● **Document extract**
== == ==
Helper class to launch the CUDA Kernels to compute the Transducer Loss.

Parameters:
- minibatch – Int representing the batch size.
- maxT – The maximum possible acoustic sequence length. Represents T in the logprobs tensor.
- maxU – The maximum possible target sequence length. Represents U in the logprobs tensor.
- alphabet_size – The vocabulary dimension V+1 (inclusive of RNNT blank).
- workspace – An allocated chunk of memory that will be sliced off and reshaped into required blocks used as working memory.
- blank – Index of the RNNT blank token in the vocabulary. Generally the first or last token in the vocab.
- fastemit_lambda – Float scaling factor for FastEmit regularization. Refer to FastEmit: Low-latency Streaming ASR with Sequence-level Emission Regularization.
- clamp – Float value. When set to value >= 0.0, will clamp the gradient to [-clamp, clamp].
- num_threads – Number of OMP threads to launch.
- stream – Numba Cuda Stream.

compute_cost_and_score(acts: Tensor, grads: Tensor | None, costs: Tensor, labels: Tensor, label_lengths: Tensor, input_lengths: Tensor) → RNNTStatus

Compute both the loss and the gradients.

This method computes the negative log likelihood costs and the gradients for the RNNT model during training or evaluation. It performs the forward pass through the RNNT computation graph, calculating both alphas and betas, which are used to derive the gradients and costs.

Parameters:
- acts – A flattened tensor of shape [B, T, U, V+1] representing the activation matrix, where B is the batch size, T is the maximum acoustic sequence length, U is the maximum target sequence length, and V is the vocabulary size.
- grads – An optional flattened tensor of the same shape as acts, initialized to zero, to store gradients. If not provided, gradients will not be computed.
- costs – A zero vector of length B that will be updated in place with the log probability costs.
- labels – A flattened matrix of labels of shape [B, U], representing the target sequences for each batch.
- label_lengths – A vector of length B that contains the original lengths of the target sequences.
- input_lengths – A vector of length B that contains the original lengths of the acoustic sequences.

Updates: : This method will launch kernels that will update the following variables in place:

grads: Gradients of the activation matrix with respect to the costs vector.
costs: Negative log likelihood of the forward variable.

Returns: An enum that represents either a successful RNNT operation or failure.
== == ==
● **Exercise**
In the Transducer Loss documentation, what happens when the grads tensor is not provided?
== == ==
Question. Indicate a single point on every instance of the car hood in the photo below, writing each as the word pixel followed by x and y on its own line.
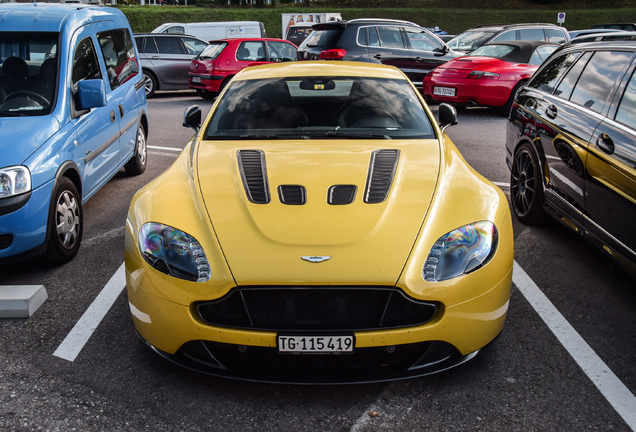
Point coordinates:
pixel 21 136
pixel 264 244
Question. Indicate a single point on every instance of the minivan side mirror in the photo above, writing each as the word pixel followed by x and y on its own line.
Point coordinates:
pixel 91 94
pixel 447 115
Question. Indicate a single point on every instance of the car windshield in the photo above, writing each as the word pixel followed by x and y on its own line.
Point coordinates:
pixel 494 51
pixel 28 73
pixel 212 51
pixel 470 40
pixel 320 108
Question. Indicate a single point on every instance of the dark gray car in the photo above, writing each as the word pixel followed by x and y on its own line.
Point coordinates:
pixel 165 60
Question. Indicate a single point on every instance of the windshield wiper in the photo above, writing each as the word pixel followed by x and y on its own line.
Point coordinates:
pixel 355 136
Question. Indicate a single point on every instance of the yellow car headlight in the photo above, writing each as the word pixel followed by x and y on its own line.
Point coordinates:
pixel 461 251
pixel 173 252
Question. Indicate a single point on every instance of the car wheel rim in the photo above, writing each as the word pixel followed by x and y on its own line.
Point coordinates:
pixel 523 181
pixel 67 220
pixel 141 146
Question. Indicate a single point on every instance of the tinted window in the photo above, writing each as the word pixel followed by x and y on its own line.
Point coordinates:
pixel 548 77
pixel 598 78
pixel 626 113
pixel 390 37
pixel 119 56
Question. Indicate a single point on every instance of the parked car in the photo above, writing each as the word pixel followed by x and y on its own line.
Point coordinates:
pixel 489 76
pixel 571 145
pixel 286 242
pixel 405 45
pixel 299 32
pixel 618 26
pixel 165 60
pixel 483 35
pixel 215 66
pixel 73 112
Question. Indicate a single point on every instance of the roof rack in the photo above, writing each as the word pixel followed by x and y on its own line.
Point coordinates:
pixel 600 37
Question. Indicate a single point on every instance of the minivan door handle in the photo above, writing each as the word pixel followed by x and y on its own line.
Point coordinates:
pixel 605 143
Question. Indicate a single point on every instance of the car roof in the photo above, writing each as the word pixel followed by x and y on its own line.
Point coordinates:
pixel 54 16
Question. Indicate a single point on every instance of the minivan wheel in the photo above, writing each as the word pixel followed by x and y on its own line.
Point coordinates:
pixel 137 164
pixel 150 82
pixel 526 186
pixel 66 224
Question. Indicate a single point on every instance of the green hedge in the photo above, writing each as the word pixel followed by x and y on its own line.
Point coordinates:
pixel 147 18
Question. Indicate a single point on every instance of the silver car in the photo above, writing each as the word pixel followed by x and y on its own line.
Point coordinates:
pixel 165 60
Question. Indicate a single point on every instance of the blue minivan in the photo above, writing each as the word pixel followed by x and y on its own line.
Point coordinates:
pixel 73 112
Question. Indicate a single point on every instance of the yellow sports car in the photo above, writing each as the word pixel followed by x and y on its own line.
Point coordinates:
pixel 319 228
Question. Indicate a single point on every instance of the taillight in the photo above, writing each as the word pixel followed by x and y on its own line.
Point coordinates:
pixel 335 54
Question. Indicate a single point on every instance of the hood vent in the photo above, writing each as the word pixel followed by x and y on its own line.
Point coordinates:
pixel 254 175
pixel 381 172
pixel 292 194
pixel 341 194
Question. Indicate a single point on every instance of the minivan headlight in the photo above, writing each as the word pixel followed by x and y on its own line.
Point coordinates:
pixel 14 180
pixel 173 252
pixel 461 251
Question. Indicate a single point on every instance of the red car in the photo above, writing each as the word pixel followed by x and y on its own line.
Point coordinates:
pixel 489 75
pixel 215 66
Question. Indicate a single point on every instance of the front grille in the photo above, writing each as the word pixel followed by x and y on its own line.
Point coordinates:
pixel 381 172
pixel 5 241
pixel 316 309
pixel 254 175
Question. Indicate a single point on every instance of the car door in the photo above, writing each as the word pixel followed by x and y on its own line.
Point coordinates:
pixel 98 144
pixel 125 84
pixel 610 204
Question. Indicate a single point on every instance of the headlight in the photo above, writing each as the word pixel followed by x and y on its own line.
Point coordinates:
pixel 173 252
pixel 461 251
pixel 14 181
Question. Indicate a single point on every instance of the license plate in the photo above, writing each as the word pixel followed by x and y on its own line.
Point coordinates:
pixel 444 91
pixel 315 344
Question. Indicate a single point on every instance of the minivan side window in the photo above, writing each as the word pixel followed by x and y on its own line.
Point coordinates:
pixel 549 76
pixel 626 113
pixel 598 79
pixel 119 56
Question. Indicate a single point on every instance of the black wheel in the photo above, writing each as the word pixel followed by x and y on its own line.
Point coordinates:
pixel 206 94
pixel 66 224
pixel 137 164
pixel 505 110
pixel 150 82
pixel 526 186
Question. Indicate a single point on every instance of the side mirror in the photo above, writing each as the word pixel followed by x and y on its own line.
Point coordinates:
pixel 447 115
pixel 91 94
pixel 192 118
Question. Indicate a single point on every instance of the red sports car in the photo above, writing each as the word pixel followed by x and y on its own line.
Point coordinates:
pixel 489 75
pixel 215 66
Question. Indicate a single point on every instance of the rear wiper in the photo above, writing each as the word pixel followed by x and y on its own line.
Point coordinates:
pixel 355 136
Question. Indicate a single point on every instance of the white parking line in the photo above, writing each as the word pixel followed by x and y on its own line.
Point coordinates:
pixel 616 393
pixel 84 328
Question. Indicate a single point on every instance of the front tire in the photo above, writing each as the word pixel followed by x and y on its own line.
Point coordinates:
pixel 137 164
pixel 66 224
pixel 526 186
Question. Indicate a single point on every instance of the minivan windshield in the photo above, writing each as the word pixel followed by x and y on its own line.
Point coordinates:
pixel 28 73
pixel 320 107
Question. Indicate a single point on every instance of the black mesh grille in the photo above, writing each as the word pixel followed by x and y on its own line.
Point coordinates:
pixel 5 241
pixel 252 166
pixel 381 171
pixel 292 194
pixel 316 309
pixel 341 194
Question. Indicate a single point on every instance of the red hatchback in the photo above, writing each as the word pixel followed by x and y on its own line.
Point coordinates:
pixel 489 75
pixel 215 66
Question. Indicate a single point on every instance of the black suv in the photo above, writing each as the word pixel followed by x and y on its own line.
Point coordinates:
pixel 571 144
pixel 413 49
pixel 487 34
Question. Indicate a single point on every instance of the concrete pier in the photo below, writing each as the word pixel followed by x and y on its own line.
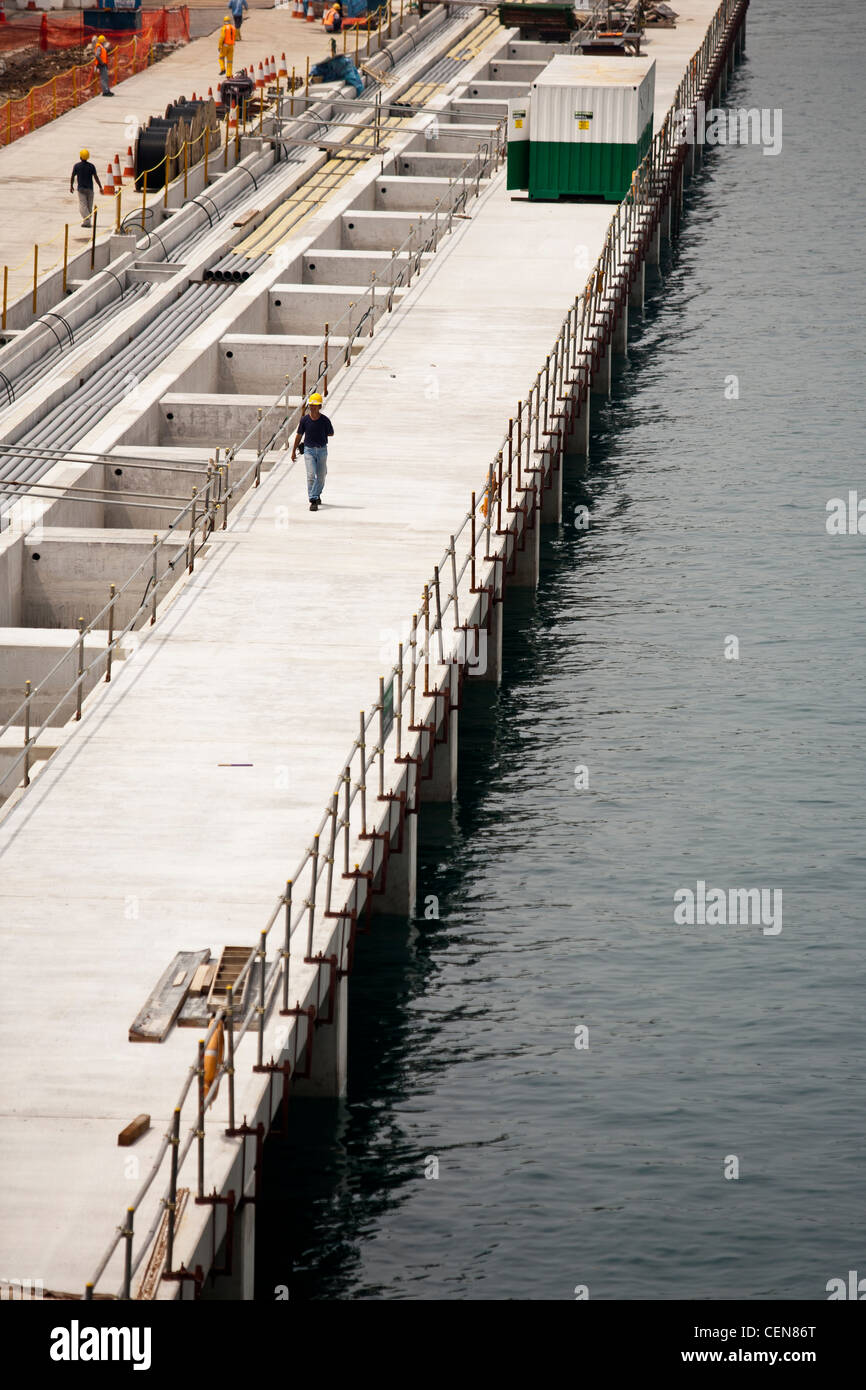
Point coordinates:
pixel 243 737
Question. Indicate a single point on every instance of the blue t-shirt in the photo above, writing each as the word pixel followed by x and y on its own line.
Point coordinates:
pixel 314 431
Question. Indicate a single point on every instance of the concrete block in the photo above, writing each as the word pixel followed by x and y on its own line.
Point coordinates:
pixel 31 653
pixel 68 571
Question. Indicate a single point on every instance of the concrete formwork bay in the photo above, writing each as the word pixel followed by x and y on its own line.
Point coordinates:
pixel 264 658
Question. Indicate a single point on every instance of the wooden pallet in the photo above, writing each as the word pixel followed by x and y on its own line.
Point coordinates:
pixel 166 1001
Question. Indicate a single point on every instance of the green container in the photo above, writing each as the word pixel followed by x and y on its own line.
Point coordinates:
pixel 581 170
pixel 517 167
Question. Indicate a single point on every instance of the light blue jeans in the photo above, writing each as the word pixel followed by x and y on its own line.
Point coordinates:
pixel 317 470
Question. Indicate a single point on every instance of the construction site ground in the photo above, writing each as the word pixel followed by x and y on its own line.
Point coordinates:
pixel 35 170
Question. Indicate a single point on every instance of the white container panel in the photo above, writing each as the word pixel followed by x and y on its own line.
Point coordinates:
pixel 592 100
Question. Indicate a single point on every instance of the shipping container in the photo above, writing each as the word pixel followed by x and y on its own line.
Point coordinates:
pixel 591 125
pixel 517 143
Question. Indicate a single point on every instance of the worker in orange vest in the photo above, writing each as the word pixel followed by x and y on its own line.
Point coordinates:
pixel 227 46
pixel 100 63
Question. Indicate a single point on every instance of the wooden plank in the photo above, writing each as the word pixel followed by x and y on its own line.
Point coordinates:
pixel 202 979
pixel 134 1130
pixel 164 1002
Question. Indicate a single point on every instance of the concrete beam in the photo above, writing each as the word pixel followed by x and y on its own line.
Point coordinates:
pixel 348 267
pixel 253 363
pixel 29 653
pixel 602 377
pixel 638 288
pixel 68 571
pixel 366 231
pixel 528 555
pixel 403 192
pixel 442 786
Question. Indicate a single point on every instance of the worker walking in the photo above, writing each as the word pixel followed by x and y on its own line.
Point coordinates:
pixel 85 173
pixel 237 9
pixel 100 63
pixel 316 430
pixel 227 46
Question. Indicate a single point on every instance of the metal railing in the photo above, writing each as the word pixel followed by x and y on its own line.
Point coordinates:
pixel 480 548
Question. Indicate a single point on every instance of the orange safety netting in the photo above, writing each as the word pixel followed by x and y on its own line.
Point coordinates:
pixel 68 89
pixel 71 31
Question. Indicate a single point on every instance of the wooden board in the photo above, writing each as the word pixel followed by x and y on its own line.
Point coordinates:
pixel 164 1004
pixel 134 1130
pixel 195 1012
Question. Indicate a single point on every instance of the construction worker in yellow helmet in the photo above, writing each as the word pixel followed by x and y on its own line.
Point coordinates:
pixel 84 174
pixel 100 64
pixel 227 46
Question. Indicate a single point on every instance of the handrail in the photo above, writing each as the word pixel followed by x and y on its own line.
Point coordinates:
pixel 567 364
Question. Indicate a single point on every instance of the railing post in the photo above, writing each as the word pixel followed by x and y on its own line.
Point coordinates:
pixel 312 898
pixel 230 1070
pixel 331 849
pixel 262 952
pixel 154 577
pixel 128 1254
pixel 173 1189
pixel 27 731
pixel 200 1119
pixel 111 598
pixel 346 813
pixel 362 745
pixel 191 542
pixel 81 666
pixel 398 701
pixel 287 943
pixel 381 748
== == ==
● **Correct answer**
Gradients will not be computed.